++++ THE RECORDS ++++

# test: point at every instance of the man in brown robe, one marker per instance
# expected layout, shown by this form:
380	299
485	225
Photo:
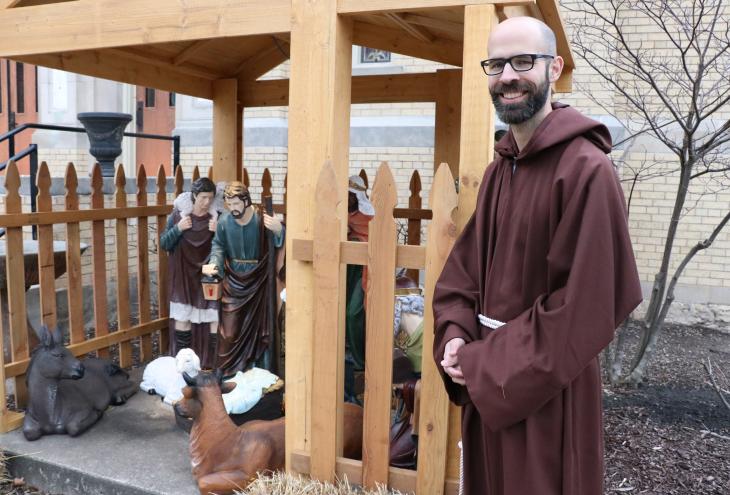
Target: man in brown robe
535	286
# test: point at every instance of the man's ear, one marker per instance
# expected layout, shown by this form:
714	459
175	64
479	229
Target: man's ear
556	68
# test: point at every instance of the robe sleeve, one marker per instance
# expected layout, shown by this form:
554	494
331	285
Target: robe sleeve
172	234
593	285
455	303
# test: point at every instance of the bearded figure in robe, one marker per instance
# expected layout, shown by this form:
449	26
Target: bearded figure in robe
535	286
239	254
187	238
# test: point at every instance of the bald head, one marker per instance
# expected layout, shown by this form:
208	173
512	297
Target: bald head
529	34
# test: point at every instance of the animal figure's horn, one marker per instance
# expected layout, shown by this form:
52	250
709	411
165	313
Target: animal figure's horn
191	381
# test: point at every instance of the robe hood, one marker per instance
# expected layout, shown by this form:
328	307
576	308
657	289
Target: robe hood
562	124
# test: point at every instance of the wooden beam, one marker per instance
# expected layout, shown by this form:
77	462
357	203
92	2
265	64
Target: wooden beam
225	129
551	17
417	32
193	49
453	28
392	88
319	129
256	66
93	24
448	120
394	40
380	6
97	63
139	55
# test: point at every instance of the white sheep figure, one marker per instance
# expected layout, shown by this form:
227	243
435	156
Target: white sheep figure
163	376
250	386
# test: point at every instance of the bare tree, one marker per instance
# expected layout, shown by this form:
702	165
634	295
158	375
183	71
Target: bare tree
673	88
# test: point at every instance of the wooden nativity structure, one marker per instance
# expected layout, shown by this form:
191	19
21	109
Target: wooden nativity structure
217	49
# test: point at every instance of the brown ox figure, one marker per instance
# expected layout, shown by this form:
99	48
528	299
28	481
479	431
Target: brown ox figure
226	457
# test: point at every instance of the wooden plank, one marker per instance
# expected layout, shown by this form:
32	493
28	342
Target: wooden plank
92	24
378	6
143	265
434	410
225	112
15	274
162	302
73	261
382	243
414	225
448	120
122	271
403	480
414	30
46	265
98	259
97	343
356	253
395	40
319	128
329	339
91	215
97	63
391	88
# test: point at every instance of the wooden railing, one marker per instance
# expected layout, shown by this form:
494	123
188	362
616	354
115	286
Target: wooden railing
382	254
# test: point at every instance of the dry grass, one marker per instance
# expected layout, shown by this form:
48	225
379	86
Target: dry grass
293	484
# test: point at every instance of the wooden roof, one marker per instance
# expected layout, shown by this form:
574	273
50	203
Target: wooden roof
184	46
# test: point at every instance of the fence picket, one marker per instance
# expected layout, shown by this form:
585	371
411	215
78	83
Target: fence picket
15	268
162	303
73	260
122	252
414	224
98	260
143	265
379	333
46	265
434	411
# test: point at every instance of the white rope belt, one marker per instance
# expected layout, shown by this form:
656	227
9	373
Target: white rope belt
493	324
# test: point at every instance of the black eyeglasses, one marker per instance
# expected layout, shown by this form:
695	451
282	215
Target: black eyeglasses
520	63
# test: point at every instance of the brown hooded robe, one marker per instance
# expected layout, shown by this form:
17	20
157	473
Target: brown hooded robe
548	252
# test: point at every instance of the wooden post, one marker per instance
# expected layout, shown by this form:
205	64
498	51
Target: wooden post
225	129
448	119
476	149
379	332
46	265
122	252
162	302
319	128
15	272
73	261
143	266
434	412
98	259
329	339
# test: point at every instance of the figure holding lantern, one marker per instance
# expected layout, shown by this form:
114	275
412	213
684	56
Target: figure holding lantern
239	254
187	238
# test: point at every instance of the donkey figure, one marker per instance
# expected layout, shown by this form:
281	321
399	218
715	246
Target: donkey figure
226	457
67	395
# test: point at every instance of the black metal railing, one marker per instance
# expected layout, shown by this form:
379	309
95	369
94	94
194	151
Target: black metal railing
32	152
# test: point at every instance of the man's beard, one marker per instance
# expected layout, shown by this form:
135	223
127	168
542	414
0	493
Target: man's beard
517	113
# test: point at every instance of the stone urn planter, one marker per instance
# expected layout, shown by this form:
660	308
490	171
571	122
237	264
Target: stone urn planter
105	131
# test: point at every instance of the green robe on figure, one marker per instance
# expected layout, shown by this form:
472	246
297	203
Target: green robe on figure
246	326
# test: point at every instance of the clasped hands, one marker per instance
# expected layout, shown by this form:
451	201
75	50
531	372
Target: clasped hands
450	362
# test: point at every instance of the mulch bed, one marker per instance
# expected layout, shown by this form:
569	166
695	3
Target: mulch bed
671	436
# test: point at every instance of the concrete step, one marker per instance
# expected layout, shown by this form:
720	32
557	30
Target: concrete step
135	449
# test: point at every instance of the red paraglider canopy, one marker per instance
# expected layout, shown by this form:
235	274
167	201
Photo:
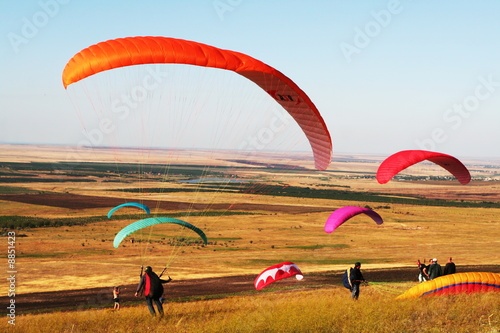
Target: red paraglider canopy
133	51
406	158
277	272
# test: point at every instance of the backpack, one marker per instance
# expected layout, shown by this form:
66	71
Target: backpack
346	278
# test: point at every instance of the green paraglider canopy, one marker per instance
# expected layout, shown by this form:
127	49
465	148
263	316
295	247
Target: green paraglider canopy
138	225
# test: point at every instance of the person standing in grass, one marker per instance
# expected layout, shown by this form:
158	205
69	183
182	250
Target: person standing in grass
450	267
152	287
116	298
356	278
422	277
434	270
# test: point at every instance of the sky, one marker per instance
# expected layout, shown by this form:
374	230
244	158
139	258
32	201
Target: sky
385	75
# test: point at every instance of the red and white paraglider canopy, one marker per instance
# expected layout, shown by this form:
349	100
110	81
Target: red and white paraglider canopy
277	272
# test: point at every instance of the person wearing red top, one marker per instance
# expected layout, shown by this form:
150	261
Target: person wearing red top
151	286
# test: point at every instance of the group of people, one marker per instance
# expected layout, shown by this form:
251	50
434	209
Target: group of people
434	270
151	286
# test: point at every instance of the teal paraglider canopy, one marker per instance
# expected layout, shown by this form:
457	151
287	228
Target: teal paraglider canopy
129	204
138	225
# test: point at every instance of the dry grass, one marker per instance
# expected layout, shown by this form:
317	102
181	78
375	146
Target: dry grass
323	310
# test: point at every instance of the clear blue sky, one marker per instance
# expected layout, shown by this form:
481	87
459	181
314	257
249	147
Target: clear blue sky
385	75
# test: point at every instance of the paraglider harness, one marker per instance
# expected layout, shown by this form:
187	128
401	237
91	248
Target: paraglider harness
346	279
159	276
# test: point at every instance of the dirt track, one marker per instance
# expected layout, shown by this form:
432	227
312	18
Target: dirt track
71	300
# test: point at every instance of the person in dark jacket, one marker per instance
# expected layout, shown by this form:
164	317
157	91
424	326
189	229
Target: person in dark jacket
434	270
356	278
450	267
151	286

++++

Return the entries unchanged, save for the pictures, which do not belong in the copy.

# test: point at every instance of the man in brown robe, one marker per instance
# expected layout, shown by this form:
380	299
485	225
Photo:
Target: man in brown robe
535	286
# test: point at every instance of the man's ear, one marker per instance
# expected layout, shown by this form:
714	459
175	64
479	229
Target: man's ear
556	68
# test: point at every instance of the robe sleeve, one marker per instance
# expected layout, shown by this form:
554	494
331	285
Target: robe sleeve
172	234
593	285
455	303
# test: point at every instance of the bearded figure in robe, one marker per instance
# expected layout, shown by this form:
449	26
Target: bearded figure in robe
535	286
239	254
187	238
# test: point at every instance of the bald head, one marker per instance
# expected layout, shown by this form:
208	173
512	297
Target: bald head
529	34
# test: point at every instance of the animal figure's horn, one marker per instance
# expected layout, shown by this form:
52	250
709	411
165	313
Target: animal figure's horn
191	381
# test: point at every instance of the robe hood, one marker per instance
# expected layout, shown by this form:
328	307
576	308
657	289
Target: robe hood
562	124
# test: point at every instance of the wooden beam, one marker per instance
# expected layout, shown by this form:
77	462
357	203
92	2
265	64
Target: wooden beam
225	129
551	17
417	32
193	49
453	28
392	88
319	129
256	66
93	24
448	120
394	40
380	6
97	63
139	55
# test: point at every instance of the white sheep figure, one marker per instance
# expected layout, shown by this form:
227	243
435	156
Target: white sheep figure
163	376
250	386
# test: point at every instance of the bare tree, one marker per instance
# expected layout, shown by this form:
702	165
634	295
158	375
183	71
Target: bare tree
673	88
# test: point at every instance of the wooden nativity structure, one marker per instance
# expected layout, shown by this form:
191	19
21	109
Target: wooden nativity structure
217	49
# test: point at every instance of the brown ox figure, one marker per instance
# expected layout, shown by this form:
99	48
528	299
28	481
479	431
Target: brown ox figure
226	457
# test: point at every instance of the wooden plank, one marker per instance
# expected layout, shown by this form:
32	493
28	342
Target: wooden plank
92	24
378	6
143	265
434	410
225	112
15	274
162	302
73	261
382	243
414	225
448	120
122	271
403	480
414	30
46	265
98	259
97	343
356	253
395	40
319	128
329	339
91	215
97	63
391	88
# test: point at every instance of the wooden railing, one marker per instance
# expected layout, shown by this form:
494	123
188	362
616	354
115	286
Target: wooden railing
382	254
# test: point at every instance of the dry grass, one marker per instance
# expected layout, shown by this form:
48	225
379	86
Target: dry grass
293	484
# test: point at every instance of the wooden roof, one marker per instance
# expected layout, shown by this form:
574	273
50	203
Target: wooden roof
184	46
# test: point at every instance of the fence picket, one marker per instance
# expected layout, shown by this form:
585	371
411	215
78	83
Target: fence picket
15	268
162	303
73	260
122	252
414	224
98	260
143	265
379	333
46	265
434	411
# test: point at every instance of the white rope belt, one marker per instance
# expected layout, shown by this form:
656	227
9	373
Target: white rope belt
493	324
# test: point at every instance of the black eyeglasses, one marker per instance
# expected layout, shown by this form:
695	451
282	215
Target: black eyeglasses
520	63
# test: point at every instance of the brown hooded robe, one marker per instance
# expected layout, shown by this form:
17	20
157	473
Target: brown hooded robe
548	252
# test: point at every instance of the wooden post, one marker per instance
# expected layout, shown by this form:
205	64
498	51
Target: wooden post
225	129
448	119
476	149
379	332
46	265
122	252
162	302
319	128
15	272
73	261
143	266
434	412
98	259
329	339
# test: point at every instance of the figure holding lantern, one marker per instance
# expected layout, shown by this form:
114	275
412	213
684	56
Target: figure holding lantern
239	254
187	238
# test: point at every instance of the donkey figure, one marker per instance
# expected layout, shown by this form:
281	321
399	218
715	246
Target: donkey figure
226	457
67	395
# test: point at every instance of the black metal railing, one marker per instance
# expected layout, shown by this form:
379	309
95	369
94	94
194	151
Target: black metal railing
32	152
# test: point at every instance of the man's beard, one marker per instance
# expected layout, shown by this form:
135	223
127	168
542	414
0	493
Target: man's beard
517	113
# test: point at every instance of the stone urn planter, one marker per instance
# expected layout, shown by this form:
660	308
490	171
571	122
237	264
Target: stone urn planter
105	131
# test: point at every instance of the green robe on figure, one marker per instance
# expected layout, shown by this form:
472	246
297	203
Target: green robe on figure
246	326
# test: point at every instance of the clasped hands, one marker per instance
# expected layout, shown by this form:
451	201
75	50
531	372
Target: clasped hands
450	362
# test: point at every instance of the mulch bed, one marker per instance
# expected layout, shown by this form:
569	166
695	3
Target: mulch bed
671	436
# test: point at every instance of the concrete step, one marker per instance
# expected layout, shown by this form:
720	32
557	30
Target: concrete step
135	449
# test: point at every instance of the red paraglider canopy, one marker per instance
# expected layout, shown by this form:
235	274
167	201
Photo:
Target: red paraglider canopy
133	51
406	158
277	272
# test: point at every instance of the backpack, one marker per instance
# expected layout, shown by this form:
66	71
Target: backpack
346	278
# test: point at every instance of the green paraglider canopy, one marker per instance
# expected layout, shown by this form:
127	49
465	148
263	316
295	247
Target: green paraglider canopy
138	225
# test: point at every instance of the person standing in grass, one marker per instance
# expected layout, shown by this form:
158	205
69	183
182	250
Target: person standing in grass
450	267
152	287
116	298
356	278
422	277
434	270
# test: point at every instance of the sky, one marker per instance
# expected layout, shown by this form:
374	230
244	158
139	258
32	201
Target: sky
385	75
# test: point at every instance of the red and white paraglider canopy, one marker per instance
# expected layout, shown by this form:
349	100
110	81
Target: red and white paraglider canopy
277	272
# test: point at every instance of the person wearing red top, one marker per instance
# expected layout, shown by this form:
150	261
Target: person wearing red top
151	286
# test: point at every instance of the group of people, one marker per instance
# expected layout, shown by this form:
251	50
434	209
Target: group of people
434	270
151	286
# test: point at every instance of the teal paraglider canopy, one marker per instance
# expected layout, shown by this form:
457	151
287	228
Target: teal paraglider canopy
129	204
138	225
# test: point at every instance of the dry grass, one marker per instance
# expected layout, shown by this form:
317	102
181	78
375	146
Target: dry grass
323	310
# test: point at every instance of the clear blue sky, one marker per instance
# expected layout, shown by this form:
481	87
459	181
314	257
249	147
Target: clear blue sky
385	75
# test: point at every instance of the paraglider harness, one marker per instance
# expected layout, shown by this form:
187	128
401	237
91	248
Target: paraglider harness
346	279
159	276
# test: point at every instance of the dirt track, one marker per instance
# expected layout, shown by this form:
432	227
312	18
Target: dirt track
71	300
# test: point at every instance of the person in dark jacket, one marker per instance
# expected layout, shown by this form:
164	317
157	91
424	326
189	229
Target: person in dark jacket
434	270
356	278
450	267
151	286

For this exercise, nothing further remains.